>> begin RECORDS PROVIDED

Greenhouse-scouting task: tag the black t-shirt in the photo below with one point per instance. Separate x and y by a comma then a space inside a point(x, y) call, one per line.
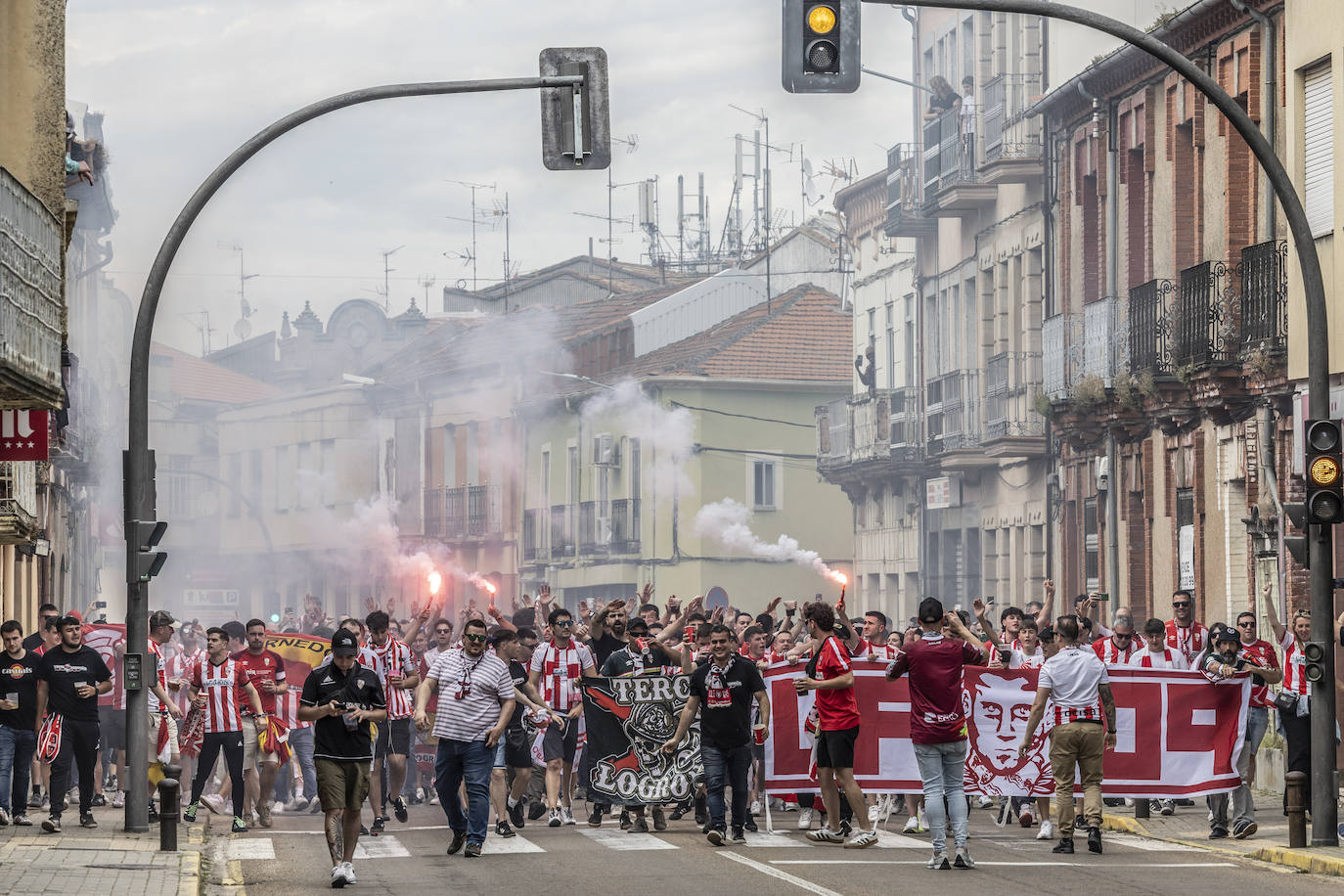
point(19, 677)
point(517, 672)
point(726, 712)
point(62, 672)
point(360, 688)
point(604, 648)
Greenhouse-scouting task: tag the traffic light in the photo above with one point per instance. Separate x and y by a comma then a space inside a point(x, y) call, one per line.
point(147, 560)
point(1324, 481)
point(1315, 655)
point(1296, 544)
point(820, 46)
point(575, 124)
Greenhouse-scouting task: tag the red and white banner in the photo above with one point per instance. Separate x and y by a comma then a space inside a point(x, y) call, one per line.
point(1179, 735)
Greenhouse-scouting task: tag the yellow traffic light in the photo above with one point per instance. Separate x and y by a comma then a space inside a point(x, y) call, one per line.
point(822, 19)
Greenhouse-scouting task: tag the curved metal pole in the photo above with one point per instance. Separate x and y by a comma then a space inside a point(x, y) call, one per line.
point(1324, 808)
point(139, 461)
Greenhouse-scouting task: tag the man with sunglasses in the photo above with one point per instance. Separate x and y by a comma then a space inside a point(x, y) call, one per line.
point(556, 672)
point(1120, 647)
point(1183, 632)
point(473, 708)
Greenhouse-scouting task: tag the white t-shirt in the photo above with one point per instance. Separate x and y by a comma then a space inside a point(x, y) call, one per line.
point(1164, 658)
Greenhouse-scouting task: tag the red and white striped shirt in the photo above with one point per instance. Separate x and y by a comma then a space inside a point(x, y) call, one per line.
point(1294, 665)
point(1111, 654)
point(392, 657)
point(1168, 658)
point(560, 672)
point(1189, 641)
point(222, 686)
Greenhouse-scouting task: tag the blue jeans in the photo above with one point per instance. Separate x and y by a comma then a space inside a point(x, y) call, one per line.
point(470, 760)
point(17, 748)
point(942, 769)
point(301, 744)
point(726, 767)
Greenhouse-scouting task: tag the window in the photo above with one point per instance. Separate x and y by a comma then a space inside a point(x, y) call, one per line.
point(1091, 546)
point(762, 488)
point(1319, 150)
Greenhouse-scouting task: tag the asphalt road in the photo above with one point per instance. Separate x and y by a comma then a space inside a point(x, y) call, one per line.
point(291, 859)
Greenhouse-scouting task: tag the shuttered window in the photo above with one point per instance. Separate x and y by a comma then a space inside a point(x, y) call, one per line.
point(1319, 150)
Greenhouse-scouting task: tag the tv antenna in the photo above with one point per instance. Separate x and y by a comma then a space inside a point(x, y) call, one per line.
point(473, 219)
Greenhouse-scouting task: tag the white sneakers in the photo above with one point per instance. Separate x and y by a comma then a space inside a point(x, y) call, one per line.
point(341, 874)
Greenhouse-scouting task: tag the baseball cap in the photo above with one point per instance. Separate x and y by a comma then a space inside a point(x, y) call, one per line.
point(344, 644)
point(161, 618)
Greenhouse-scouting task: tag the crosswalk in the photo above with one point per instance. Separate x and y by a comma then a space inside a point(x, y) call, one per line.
point(390, 846)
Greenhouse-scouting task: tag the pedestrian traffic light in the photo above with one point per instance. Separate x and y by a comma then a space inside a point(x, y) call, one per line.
point(575, 124)
point(1315, 655)
point(1296, 544)
point(147, 560)
point(1324, 479)
point(820, 46)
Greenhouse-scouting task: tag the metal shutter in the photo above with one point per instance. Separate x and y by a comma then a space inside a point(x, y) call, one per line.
point(1319, 150)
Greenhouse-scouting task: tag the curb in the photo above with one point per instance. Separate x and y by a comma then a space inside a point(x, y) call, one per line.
point(1301, 860)
point(1296, 859)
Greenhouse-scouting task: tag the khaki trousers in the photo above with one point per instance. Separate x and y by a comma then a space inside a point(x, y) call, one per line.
point(1077, 744)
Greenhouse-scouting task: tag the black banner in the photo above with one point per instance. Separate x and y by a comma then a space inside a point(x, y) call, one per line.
point(628, 722)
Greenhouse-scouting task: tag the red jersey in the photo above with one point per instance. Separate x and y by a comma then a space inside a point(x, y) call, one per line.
point(1113, 655)
point(934, 665)
point(223, 688)
point(836, 709)
point(1189, 641)
point(1262, 654)
point(261, 666)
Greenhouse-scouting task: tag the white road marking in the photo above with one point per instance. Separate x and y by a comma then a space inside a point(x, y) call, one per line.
point(384, 846)
point(251, 848)
point(509, 845)
point(624, 841)
point(780, 874)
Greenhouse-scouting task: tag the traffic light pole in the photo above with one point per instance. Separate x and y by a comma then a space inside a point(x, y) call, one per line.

>> end RECORDS PROVIDED

WHAT YOU ARE ASKED TO DO: Copy out all of the records above word for word, leaving out the pictures.

ANSWER FOR THIS EXERCISE:
Greenhouse-scouting task: tag the black t-shirt in the photo below with one point per instance. Separate x and y by a comma then a space inside a point(x, y) call, one per line.
point(19, 677)
point(517, 672)
point(726, 712)
point(62, 672)
point(360, 688)
point(604, 648)
Greenhouse-scouting task: tag the traffic light in the photo above with one point per instance. Separate x and y by a comma then a space inside a point(x, y) call, one per line.
point(147, 560)
point(1324, 481)
point(1315, 655)
point(1296, 544)
point(820, 46)
point(575, 124)
Greenhouse-scouting task: tag the red and white banner in the photo above with one point per instance. Separate x and y by a comma then a space inside a point(x, y) call, one per line.
point(1179, 735)
Greenhouse-scouting task: tag the yellow traffic light in the photo above with one point per instance. Separate x and y by a comma then a space inside a point(x, y) call, one per line.
point(822, 19)
Greenhouse-scouting task: tag the curved metal pole in the photo above with one point per instance. Separate x and y by a comma then a space inside a point(x, y) call, one per line.
point(1324, 808)
point(139, 461)
Greenhouse-scouting task: tag the man with sunglasses in the photo above with one point per instance. Separate x and y by a comma then a space inside a point(x, y) call, one per line.
point(556, 672)
point(1120, 647)
point(1183, 632)
point(473, 708)
Greenhouse-scouting task: tag the white t-shirt in the photo above with one point per instance. Separate x and y by a comma then a space inside a point(x, y) call, one per line.
point(1164, 658)
Greenhouse-scouting task: tag the red and white striped shirt in the photo above with one point per instance. Separate x and y by a comma then a space inside a point(x, y) call, one per line.
point(1294, 665)
point(1111, 654)
point(392, 657)
point(1168, 658)
point(560, 672)
point(1189, 641)
point(222, 686)
Greenhouse-scouting task: tag the blue jeans in the photo above with one point per instance. Separate x and y by a comma then a space inside a point(x, y) call, one per line.
point(470, 760)
point(17, 748)
point(942, 769)
point(301, 744)
point(726, 767)
Greenhouse-scouting task: tag the window in the photo above with one point per instance. Separate x and y by a comma then a space inside a point(x, y) call, one per line.
point(1091, 546)
point(762, 488)
point(1319, 150)
Greenhouse-scouting task: tag the asphalt road in the photo above with one point per instance. Separate x and y by a comma then a space inside a point(x, y) call, one per line.
point(291, 859)
Greenhouse-scouting task: tag the shuttered window in the photo above with one point per instance. Separate x and y by a comma then a space inside a point(x, y) call, one per line.
point(1319, 150)
Greenhouse-scouting task: tag the tv antenna in the photo above with one point per instance. Separate x and y by a comma then a space inside a point(x, y) call, one per line.
point(473, 219)
Greenhouse-scouting task: tag the white sneakers in the photo above with one point per instance. Separate x and y by a comma then a space inside a point(x, y) call, one per line.
point(341, 874)
Greenhouse-scouting task: tag the baseball cap in the photo above with one point per instance. Separate x and y by a comma then a space inside a point(x, y) call, one per line.
point(344, 644)
point(161, 618)
Greenhouse-scouting task: tag the crosswalk in the photo above with one point per instance. Separate x and y by a comma then a space inside a point(x, y) call, one per line.
point(390, 846)
Greenhouse-scouting task: tag the pedestrian traffic light in the photo above with one point per instance. Separate x and y by a comma then a space inside a point(x, y) call, one per line.
point(575, 124)
point(1315, 655)
point(1296, 544)
point(147, 560)
point(1324, 479)
point(820, 46)
Greenhouse-scouting task: tag the metal shutter in the photo above with one point per instance. Separate x and y by a comma then a space inside a point(x, y) call, one per line.
point(1319, 150)
Greenhouse-scouting task: tag the curb in the photo above with one point per instance. Separate x and y by a comma then a space inside a point(x, y) call, one per line.
point(1301, 860)
point(1296, 859)
Greenhouse-scouting task: tag the khaki trousers in the photo above with one point per instance. Separate x and y by a comma then a space inside a point(x, y) call, one per line.
point(1077, 744)
Greenhouse-scouting task: tag the black banner in the photo above with one point per instance. Separate x and y by a comma then a space inside a point(x, y) call, one per line.
point(628, 722)
Greenhouse-scouting task: tag the red jersey in the photo above with one point per instance. Separate x and y by a comma then a space inside a point(x, y) call, one per line.
point(1113, 655)
point(934, 665)
point(223, 688)
point(836, 709)
point(1189, 641)
point(1262, 654)
point(261, 666)
Greenhouse-scouting task: tag the white road marking in the photo above with one point per instance. Separate x and y by a comma then a space inside a point(x, y) call, one per line.
point(384, 846)
point(251, 848)
point(509, 845)
point(624, 841)
point(780, 874)
Greenhouse-scouting task: tag the traffic light pole in the photo above with one point per instance. Separate x and y by a comma then a space inside a point(x, y) call, one per line.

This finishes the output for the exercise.